** PROVIDED DATA **
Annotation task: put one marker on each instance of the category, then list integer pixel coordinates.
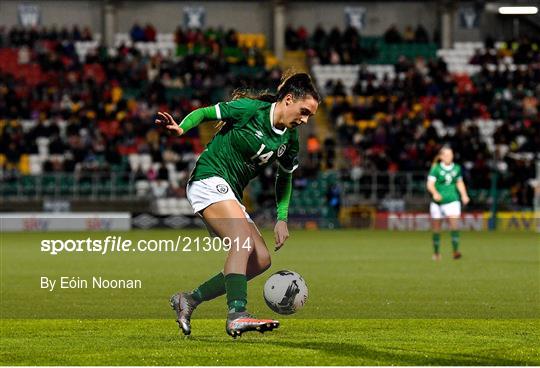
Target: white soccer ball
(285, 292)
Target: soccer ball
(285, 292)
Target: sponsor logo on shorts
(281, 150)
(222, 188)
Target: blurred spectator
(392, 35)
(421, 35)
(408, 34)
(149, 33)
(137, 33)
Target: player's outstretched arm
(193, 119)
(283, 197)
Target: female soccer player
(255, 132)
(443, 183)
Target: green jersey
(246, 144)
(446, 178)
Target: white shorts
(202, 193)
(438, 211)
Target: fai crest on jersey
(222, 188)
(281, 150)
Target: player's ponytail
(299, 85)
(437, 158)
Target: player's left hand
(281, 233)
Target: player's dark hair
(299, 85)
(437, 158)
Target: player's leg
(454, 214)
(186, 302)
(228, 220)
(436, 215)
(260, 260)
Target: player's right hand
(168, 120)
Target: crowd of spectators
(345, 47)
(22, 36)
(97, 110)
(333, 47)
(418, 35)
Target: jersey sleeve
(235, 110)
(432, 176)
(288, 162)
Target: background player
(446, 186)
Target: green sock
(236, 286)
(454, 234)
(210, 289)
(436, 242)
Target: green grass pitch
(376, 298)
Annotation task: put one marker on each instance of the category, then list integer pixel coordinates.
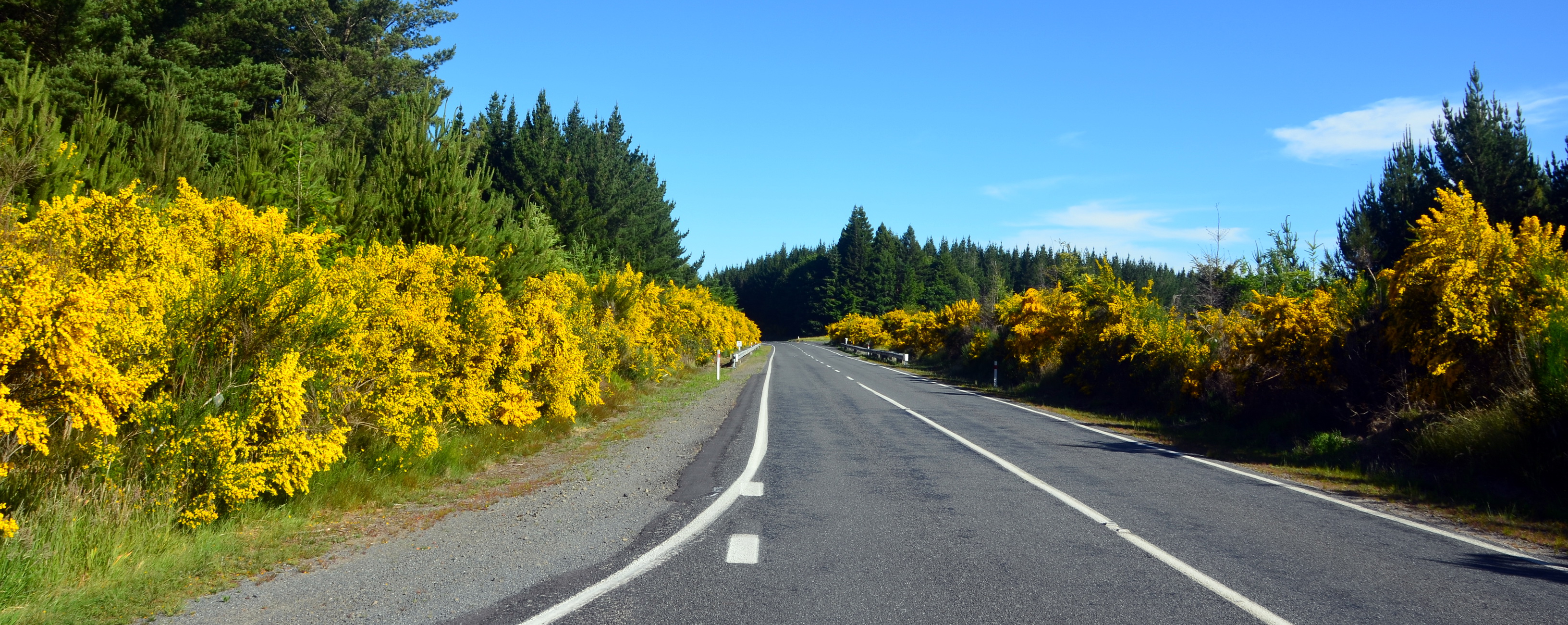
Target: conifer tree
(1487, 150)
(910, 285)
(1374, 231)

==

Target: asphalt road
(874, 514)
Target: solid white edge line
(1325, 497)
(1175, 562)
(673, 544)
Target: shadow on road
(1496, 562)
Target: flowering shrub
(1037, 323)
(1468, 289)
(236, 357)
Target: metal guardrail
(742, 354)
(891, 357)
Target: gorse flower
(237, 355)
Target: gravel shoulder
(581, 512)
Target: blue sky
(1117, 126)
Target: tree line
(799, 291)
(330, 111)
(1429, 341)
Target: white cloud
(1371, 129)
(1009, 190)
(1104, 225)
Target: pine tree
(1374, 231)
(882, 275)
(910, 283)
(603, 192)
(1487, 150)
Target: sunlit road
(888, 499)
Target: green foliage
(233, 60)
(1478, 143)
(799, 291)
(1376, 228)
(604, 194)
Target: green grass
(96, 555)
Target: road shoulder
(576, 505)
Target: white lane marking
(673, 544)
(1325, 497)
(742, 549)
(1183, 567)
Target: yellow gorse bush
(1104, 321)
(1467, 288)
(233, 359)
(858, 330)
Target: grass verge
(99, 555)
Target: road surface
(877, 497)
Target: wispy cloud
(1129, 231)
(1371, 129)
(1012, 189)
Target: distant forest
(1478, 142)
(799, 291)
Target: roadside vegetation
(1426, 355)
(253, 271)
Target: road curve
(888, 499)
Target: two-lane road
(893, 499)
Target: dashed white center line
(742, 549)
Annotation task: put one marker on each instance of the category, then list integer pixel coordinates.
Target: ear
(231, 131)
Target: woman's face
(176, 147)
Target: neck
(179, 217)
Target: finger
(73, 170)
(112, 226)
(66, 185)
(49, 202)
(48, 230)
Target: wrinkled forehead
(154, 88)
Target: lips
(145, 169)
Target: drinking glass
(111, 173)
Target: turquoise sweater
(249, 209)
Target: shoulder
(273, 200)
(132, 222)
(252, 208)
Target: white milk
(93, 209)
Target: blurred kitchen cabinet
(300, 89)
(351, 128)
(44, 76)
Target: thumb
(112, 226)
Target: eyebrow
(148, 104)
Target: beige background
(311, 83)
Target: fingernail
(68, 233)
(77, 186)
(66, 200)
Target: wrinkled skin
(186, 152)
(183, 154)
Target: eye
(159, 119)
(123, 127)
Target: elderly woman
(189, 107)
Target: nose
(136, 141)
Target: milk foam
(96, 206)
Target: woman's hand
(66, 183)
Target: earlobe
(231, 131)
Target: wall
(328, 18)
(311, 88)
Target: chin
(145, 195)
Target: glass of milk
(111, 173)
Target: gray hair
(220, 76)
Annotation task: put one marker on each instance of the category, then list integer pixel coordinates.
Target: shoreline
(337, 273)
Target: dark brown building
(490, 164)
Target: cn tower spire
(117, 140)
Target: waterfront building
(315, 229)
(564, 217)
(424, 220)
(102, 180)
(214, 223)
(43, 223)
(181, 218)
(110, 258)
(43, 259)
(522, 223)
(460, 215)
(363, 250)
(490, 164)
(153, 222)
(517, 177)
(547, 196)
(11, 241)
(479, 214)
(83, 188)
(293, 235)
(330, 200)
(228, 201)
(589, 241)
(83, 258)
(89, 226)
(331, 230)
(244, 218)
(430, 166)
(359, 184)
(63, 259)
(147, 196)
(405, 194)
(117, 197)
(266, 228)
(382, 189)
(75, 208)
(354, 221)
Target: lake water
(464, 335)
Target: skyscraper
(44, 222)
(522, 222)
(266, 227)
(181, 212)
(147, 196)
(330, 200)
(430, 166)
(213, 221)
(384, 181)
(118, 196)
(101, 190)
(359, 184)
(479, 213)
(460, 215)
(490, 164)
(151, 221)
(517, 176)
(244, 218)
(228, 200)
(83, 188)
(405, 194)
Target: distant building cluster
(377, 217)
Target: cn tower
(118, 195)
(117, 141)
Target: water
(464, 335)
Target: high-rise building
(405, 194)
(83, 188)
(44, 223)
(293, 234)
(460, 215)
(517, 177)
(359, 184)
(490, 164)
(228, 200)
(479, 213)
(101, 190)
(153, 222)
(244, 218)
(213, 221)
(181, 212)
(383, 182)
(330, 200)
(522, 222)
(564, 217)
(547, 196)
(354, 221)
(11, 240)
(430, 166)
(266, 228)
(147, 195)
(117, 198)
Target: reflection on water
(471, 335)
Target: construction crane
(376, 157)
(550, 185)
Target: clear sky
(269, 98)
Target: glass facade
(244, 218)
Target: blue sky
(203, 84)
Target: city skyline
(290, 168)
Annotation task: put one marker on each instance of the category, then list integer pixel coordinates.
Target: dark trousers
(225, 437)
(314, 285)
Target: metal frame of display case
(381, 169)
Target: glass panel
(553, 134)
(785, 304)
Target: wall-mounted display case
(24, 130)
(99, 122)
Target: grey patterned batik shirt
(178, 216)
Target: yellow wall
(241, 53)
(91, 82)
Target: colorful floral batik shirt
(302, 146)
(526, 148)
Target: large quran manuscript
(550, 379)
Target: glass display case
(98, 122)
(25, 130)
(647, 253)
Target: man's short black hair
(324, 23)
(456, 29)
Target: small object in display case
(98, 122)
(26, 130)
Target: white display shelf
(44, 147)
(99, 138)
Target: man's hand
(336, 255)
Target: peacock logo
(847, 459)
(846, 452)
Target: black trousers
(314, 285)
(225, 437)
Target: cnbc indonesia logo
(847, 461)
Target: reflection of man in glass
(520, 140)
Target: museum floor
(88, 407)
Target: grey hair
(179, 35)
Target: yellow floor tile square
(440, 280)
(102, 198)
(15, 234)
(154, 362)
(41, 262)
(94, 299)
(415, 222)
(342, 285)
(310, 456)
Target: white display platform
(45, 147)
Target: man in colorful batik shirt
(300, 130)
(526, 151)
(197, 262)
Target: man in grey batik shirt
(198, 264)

==

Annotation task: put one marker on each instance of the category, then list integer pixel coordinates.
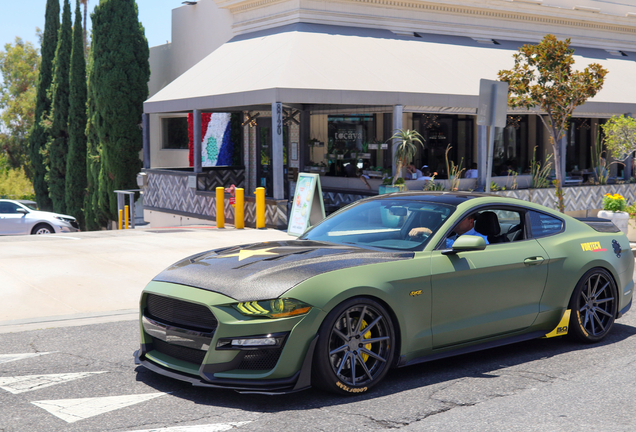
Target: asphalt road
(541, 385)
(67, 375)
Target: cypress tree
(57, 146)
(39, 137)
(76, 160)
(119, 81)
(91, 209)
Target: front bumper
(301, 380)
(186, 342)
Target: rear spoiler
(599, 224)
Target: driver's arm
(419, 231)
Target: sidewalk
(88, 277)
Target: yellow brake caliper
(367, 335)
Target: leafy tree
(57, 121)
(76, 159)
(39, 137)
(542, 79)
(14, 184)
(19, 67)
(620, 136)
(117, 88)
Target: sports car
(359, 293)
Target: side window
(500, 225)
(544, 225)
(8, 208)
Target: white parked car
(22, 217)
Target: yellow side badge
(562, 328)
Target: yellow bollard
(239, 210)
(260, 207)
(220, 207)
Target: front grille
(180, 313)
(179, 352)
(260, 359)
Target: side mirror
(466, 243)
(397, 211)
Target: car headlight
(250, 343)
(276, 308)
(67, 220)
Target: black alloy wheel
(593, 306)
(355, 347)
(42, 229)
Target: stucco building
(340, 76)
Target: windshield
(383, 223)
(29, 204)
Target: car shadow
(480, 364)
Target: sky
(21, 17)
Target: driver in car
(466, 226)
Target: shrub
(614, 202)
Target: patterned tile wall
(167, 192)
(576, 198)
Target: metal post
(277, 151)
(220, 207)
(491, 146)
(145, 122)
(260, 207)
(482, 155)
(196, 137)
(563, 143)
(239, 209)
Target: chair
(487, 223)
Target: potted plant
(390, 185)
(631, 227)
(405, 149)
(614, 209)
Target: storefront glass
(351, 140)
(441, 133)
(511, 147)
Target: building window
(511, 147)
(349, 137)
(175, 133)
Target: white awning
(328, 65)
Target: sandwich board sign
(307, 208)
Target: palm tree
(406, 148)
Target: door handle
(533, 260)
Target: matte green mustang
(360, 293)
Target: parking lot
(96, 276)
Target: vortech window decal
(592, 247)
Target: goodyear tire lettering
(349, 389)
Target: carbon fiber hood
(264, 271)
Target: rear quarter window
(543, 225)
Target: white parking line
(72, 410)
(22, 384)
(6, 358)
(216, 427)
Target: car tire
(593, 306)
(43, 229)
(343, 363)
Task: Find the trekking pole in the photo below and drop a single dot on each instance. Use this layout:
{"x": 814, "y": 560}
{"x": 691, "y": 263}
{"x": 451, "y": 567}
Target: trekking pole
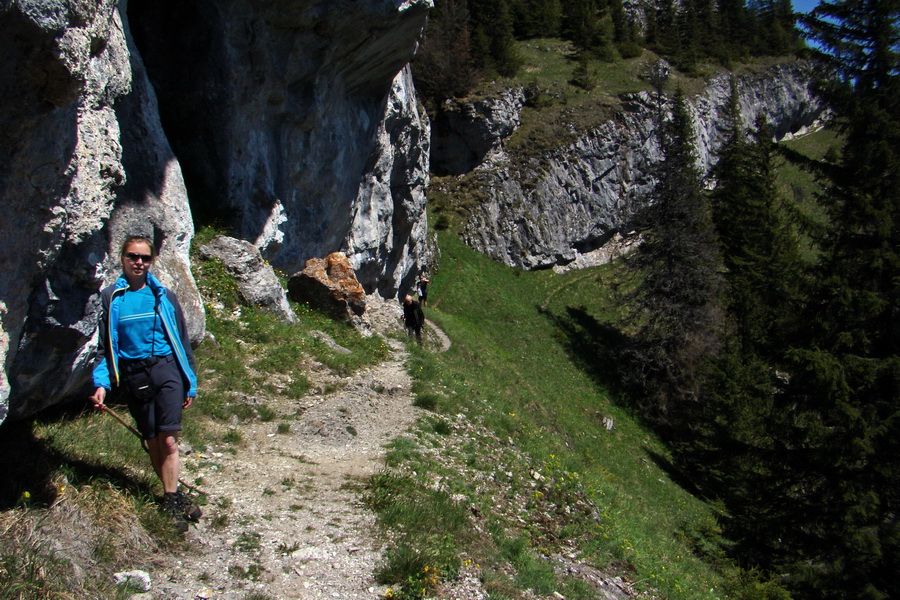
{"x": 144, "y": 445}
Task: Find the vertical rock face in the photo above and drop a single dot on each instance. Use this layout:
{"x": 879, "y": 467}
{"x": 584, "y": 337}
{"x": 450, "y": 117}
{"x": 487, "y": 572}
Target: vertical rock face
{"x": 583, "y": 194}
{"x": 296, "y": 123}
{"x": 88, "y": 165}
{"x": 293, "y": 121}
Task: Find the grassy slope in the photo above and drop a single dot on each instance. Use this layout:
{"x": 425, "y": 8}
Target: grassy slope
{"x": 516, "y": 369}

** WHAT TO WORK ON **
For each line of the entries that includes "drop", show that line.

** EXERCISE SOLUTION **
Task: Find the trekking pole in the photo below and drop a single dot on each instance. Use this layout:
Task: Find the vertical rock face in the photo above and drop a single dot on each instance. Use this layout:
Task: Find the grassy slope in the photo above and drop a single dot on each instance. Use this layout:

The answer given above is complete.